▶ _ARTÍCULO_
= = =

Quiúbole con La Equis

Actualizado: 24 ene 2021

Ha sido un largo camino desde que yo mismo repartía públicamente condenas e ironías para quienes utilizaban eso que suele llamarse lenguaje incluyente. Por eso, cuando hablo con alguien sobre el tema no puedo evitar proyectar en la persona en cuestión a mi yo del pasado e intentar develar qué habría necesitado para convencerme de lo que sé ahora. Vierto aquí, pues, algunas reflexiones que (con suerte) habrían incomodado al Adrián del pasado pero que también, me gusta pensar, le habrían ayudado a derrumbar esa suficiencia con la que fue programado, esas certezas a las que no les cabía un gránulo de duda.

= = =

▶ _DATOS PROPORCIONADOS_
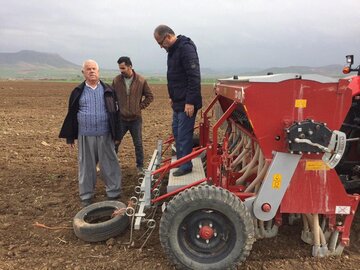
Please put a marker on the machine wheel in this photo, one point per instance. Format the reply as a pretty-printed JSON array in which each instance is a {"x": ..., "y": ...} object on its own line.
[
  {"x": 94, "y": 223},
  {"x": 206, "y": 227}
]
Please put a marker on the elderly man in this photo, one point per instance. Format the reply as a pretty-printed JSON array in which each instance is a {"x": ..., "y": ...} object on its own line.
[
  {"x": 183, "y": 76},
  {"x": 92, "y": 118},
  {"x": 134, "y": 95}
]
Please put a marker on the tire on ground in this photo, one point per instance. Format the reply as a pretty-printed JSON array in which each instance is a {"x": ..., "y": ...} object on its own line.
[
  {"x": 225, "y": 217},
  {"x": 94, "y": 222}
]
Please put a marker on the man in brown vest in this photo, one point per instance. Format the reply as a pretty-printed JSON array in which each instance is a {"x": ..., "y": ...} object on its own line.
[{"x": 134, "y": 95}]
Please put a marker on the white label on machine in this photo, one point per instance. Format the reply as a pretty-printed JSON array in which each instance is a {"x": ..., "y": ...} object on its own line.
[{"x": 344, "y": 210}]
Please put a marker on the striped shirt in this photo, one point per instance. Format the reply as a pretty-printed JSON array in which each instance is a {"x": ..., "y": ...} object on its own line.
[{"x": 92, "y": 115}]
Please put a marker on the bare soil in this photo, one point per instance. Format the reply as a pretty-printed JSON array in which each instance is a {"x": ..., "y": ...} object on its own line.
[{"x": 38, "y": 176}]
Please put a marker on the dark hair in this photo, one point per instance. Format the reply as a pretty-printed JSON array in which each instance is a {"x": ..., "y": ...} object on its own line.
[
  {"x": 162, "y": 30},
  {"x": 126, "y": 60}
]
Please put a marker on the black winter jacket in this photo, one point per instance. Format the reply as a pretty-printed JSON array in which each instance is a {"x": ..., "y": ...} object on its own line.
[
  {"x": 70, "y": 127},
  {"x": 183, "y": 74}
]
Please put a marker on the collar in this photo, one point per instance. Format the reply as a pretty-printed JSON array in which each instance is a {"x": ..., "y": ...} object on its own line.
[{"x": 93, "y": 88}]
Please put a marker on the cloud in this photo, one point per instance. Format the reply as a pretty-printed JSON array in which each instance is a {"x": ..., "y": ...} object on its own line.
[{"x": 228, "y": 33}]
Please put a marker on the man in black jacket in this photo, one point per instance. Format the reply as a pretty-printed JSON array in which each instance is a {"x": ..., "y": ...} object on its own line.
[
  {"x": 92, "y": 118},
  {"x": 183, "y": 76}
]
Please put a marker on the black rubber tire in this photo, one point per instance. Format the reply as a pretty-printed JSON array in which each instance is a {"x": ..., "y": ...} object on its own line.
[
  {"x": 94, "y": 223},
  {"x": 202, "y": 205}
]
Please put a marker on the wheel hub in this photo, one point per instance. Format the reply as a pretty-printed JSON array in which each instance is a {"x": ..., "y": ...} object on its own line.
[{"x": 206, "y": 232}]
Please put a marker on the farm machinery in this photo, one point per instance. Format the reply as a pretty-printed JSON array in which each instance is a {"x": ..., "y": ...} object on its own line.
[{"x": 289, "y": 148}]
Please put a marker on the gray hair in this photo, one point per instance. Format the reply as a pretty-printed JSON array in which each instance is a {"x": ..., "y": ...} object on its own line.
[
  {"x": 89, "y": 61},
  {"x": 162, "y": 30}
]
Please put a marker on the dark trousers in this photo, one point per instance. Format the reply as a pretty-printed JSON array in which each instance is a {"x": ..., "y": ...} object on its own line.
[
  {"x": 183, "y": 131},
  {"x": 135, "y": 128}
]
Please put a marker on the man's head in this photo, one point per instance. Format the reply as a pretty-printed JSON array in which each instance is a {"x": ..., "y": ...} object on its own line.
[
  {"x": 164, "y": 36},
  {"x": 125, "y": 66},
  {"x": 90, "y": 70}
]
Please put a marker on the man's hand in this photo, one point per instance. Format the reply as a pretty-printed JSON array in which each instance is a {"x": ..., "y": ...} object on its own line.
[{"x": 189, "y": 110}]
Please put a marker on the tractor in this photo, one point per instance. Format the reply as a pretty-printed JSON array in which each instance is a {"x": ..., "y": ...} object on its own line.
[{"x": 283, "y": 145}]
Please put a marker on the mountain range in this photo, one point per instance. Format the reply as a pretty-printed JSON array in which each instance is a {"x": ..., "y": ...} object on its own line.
[{"x": 29, "y": 64}]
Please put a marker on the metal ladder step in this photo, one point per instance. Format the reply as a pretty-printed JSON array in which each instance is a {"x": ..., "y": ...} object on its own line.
[{"x": 187, "y": 179}]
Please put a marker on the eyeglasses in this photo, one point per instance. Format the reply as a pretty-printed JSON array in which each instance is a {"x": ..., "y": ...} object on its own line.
[{"x": 162, "y": 41}]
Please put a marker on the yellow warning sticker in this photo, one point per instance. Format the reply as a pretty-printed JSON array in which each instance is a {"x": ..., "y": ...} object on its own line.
[
  {"x": 276, "y": 183},
  {"x": 300, "y": 103},
  {"x": 316, "y": 165}
]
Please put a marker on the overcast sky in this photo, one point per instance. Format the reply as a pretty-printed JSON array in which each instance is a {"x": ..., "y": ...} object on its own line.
[{"x": 228, "y": 33}]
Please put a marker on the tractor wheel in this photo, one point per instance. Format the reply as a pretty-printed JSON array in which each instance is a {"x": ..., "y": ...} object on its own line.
[
  {"x": 206, "y": 227},
  {"x": 95, "y": 223}
]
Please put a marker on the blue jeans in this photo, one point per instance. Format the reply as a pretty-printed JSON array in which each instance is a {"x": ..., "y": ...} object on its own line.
[
  {"x": 183, "y": 131},
  {"x": 135, "y": 128}
]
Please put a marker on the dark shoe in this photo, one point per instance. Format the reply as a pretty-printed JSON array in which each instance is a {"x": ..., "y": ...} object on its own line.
[
  {"x": 86, "y": 202},
  {"x": 180, "y": 172}
]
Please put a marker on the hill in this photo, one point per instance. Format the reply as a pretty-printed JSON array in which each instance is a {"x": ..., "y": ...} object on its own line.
[
  {"x": 28, "y": 58},
  {"x": 28, "y": 64}
]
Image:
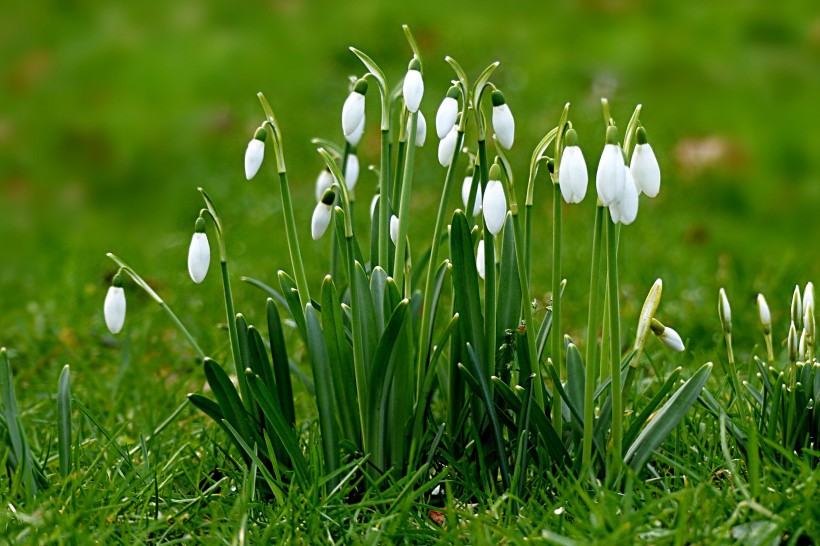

= = =

▶ _INSTRUCCIONES DE LA TAREA_
Retome el artículo sobre el lenguaje incluyente y continúe su redacción a partir de la última oración.

▶ _RESPUESTA_
En primer lugar, hay que poner en tela de juicio el término mismo. Violeta Vázquez-Rojas bien señala acá que el so-called lenguaje incluyente no es un lenguaje (o sea, un sistema organizado de signos), sino apenas una pauta de comunicación; una pauta, montada sobre la lengua (la española, claro, pero también en muchas otras), que tiene como propósito hacer visible un problema estructural, en este caso la irrefutable inequidad del sistema que jerarquiza a las personas por su género. Esta pauta —sigue Violeta— no se limita a usar la ‘x’ o el ‘@’ como marca de género, sino que presenta muchas otras posibilidades, como la preferencia por ciertas palabras sobre otras o el orden en el que se usan dentro de una oración. (Yo, en aras de ser concreto, me centraré en el uso de la ‘x’ como morfema de género no marcado.) No estamos, pues, en el macroterreno del lenguaje, sino en la parcelita de la lengua. Y, como pretendo demostrar, aun si insistiéramos en hablar de una lengua incluyente, el acento de la ecuación debería ponerse en lo incluyente, no en la lengua.


Los principales argumentos contra La Equis que solía esgrimir en mis tiempos de militancia anti-inclusión discursiva eran tres: que deteriora el idioma, que es la gente y no la lengua quien discrimina, y que no sirve para nada. Voy uno por uno.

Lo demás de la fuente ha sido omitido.